◆ **Task instructions**
Rewrite all of the records, changing every "car wheel" to "tire" and leaving everything else as it is.

Bounding-box records:
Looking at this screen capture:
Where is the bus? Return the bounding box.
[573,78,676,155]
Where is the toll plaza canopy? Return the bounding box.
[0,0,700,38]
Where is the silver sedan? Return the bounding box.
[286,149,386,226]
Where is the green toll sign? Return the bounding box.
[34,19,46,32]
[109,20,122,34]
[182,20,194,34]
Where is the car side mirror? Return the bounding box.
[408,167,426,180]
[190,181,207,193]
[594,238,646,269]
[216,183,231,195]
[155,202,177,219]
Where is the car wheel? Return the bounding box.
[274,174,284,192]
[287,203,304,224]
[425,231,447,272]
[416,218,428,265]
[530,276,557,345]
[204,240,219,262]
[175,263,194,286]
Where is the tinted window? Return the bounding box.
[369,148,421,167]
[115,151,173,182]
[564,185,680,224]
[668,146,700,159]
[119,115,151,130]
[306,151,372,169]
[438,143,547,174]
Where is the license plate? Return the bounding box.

◆ **Task response**
Looking at this screen capture:
Where is the bus? Return the bounding box.
[573,78,676,155]
Where is the toll plaza canopy? Return the bounding box.
[0,0,700,38]
Where is the silver sedan? Return the bounding box.
[286,149,386,226]
Where is the green toll sign? Return the bounding box.
[34,19,46,32]
[109,20,122,34]
[182,20,194,34]
Where is the car side mirror? Return the bounding box.
[408,167,426,180]
[190,181,207,193]
[594,238,646,269]
[216,183,231,195]
[155,202,177,219]
Where is the tire? Return the bounding box.
[274,174,284,192]
[287,203,304,224]
[425,231,447,272]
[416,218,428,265]
[530,276,557,345]
[204,240,219,262]
[175,263,194,286]
Where is the tinted window? Return the bounding box.
[369,148,421,167]
[115,151,173,182]
[564,185,680,224]
[668,146,700,159]
[119,115,151,130]
[306,151,372,169]
[438,143,547,174]
Where is the license plate? Return the bounding box.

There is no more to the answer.